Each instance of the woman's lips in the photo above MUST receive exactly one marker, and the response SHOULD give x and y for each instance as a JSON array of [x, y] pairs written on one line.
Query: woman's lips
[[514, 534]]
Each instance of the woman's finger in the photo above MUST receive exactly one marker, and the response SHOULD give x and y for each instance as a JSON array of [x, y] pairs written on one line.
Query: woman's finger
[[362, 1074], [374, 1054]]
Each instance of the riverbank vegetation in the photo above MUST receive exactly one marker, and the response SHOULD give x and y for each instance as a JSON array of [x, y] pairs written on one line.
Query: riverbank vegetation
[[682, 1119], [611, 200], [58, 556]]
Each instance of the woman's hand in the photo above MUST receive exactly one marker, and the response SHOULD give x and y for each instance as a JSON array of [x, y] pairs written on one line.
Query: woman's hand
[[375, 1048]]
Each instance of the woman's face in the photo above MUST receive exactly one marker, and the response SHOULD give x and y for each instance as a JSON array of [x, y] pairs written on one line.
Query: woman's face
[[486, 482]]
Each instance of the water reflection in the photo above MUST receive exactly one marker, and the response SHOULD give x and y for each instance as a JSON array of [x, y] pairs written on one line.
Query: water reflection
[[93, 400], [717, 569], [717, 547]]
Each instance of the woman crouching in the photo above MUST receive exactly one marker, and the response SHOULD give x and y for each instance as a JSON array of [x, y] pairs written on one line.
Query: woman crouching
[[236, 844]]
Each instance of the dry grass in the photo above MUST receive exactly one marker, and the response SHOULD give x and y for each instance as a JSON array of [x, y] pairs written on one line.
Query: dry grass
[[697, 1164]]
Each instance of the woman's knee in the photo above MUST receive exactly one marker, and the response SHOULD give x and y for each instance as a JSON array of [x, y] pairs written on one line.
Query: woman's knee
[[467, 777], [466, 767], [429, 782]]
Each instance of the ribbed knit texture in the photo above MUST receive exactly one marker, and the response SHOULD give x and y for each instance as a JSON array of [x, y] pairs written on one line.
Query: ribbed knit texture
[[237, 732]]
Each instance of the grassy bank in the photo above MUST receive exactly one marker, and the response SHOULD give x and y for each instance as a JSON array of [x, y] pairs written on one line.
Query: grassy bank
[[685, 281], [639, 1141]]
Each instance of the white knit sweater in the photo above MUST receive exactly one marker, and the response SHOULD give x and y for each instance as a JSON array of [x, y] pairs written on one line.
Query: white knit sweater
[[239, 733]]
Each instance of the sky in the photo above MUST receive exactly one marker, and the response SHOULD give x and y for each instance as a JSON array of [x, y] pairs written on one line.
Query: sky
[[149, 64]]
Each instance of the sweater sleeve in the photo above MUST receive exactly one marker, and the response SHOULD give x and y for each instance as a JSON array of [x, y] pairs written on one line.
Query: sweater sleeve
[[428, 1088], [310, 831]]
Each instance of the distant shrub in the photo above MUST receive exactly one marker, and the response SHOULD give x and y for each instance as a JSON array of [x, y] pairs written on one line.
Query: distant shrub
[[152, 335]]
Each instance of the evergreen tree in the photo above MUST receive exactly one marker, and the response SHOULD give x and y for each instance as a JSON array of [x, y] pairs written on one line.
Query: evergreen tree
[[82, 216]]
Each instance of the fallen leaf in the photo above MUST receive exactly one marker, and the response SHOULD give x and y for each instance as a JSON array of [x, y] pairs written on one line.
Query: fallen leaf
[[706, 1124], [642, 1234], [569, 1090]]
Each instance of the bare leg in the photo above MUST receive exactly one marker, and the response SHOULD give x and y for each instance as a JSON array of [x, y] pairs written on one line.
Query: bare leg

● ● ● ●

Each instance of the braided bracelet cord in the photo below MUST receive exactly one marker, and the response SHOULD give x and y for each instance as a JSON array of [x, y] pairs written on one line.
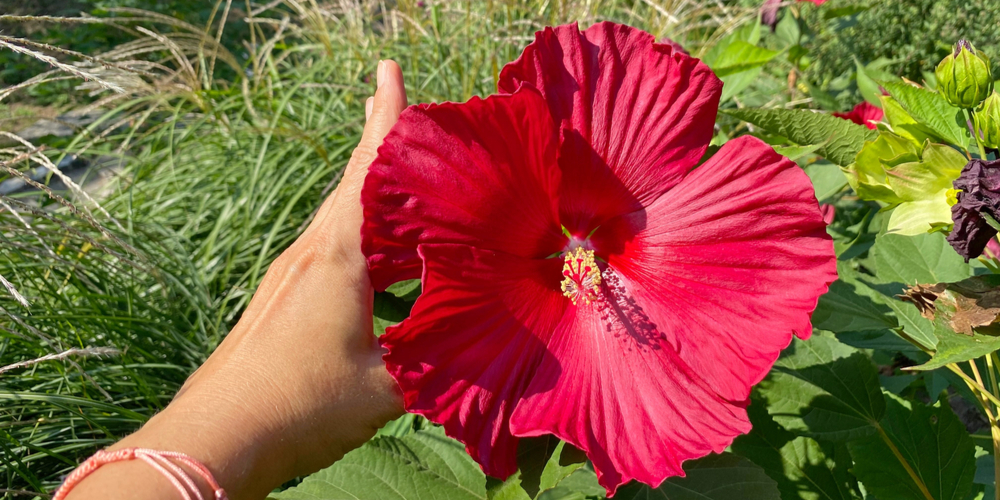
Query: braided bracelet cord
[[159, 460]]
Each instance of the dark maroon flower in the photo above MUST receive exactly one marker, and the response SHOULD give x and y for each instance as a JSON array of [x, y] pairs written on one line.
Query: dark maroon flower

● ● ● ●

What is needed is each line of the entries that contains the word "maroon".

■ THE COMPLETED TASK ■
Each instance of the dark maroon flower in the photo above MUST receive exactly one marker, and the response SHOULD give x and y for each instance as a JSON array of [x, y] pairs written on one line.
Query: dark maroon flower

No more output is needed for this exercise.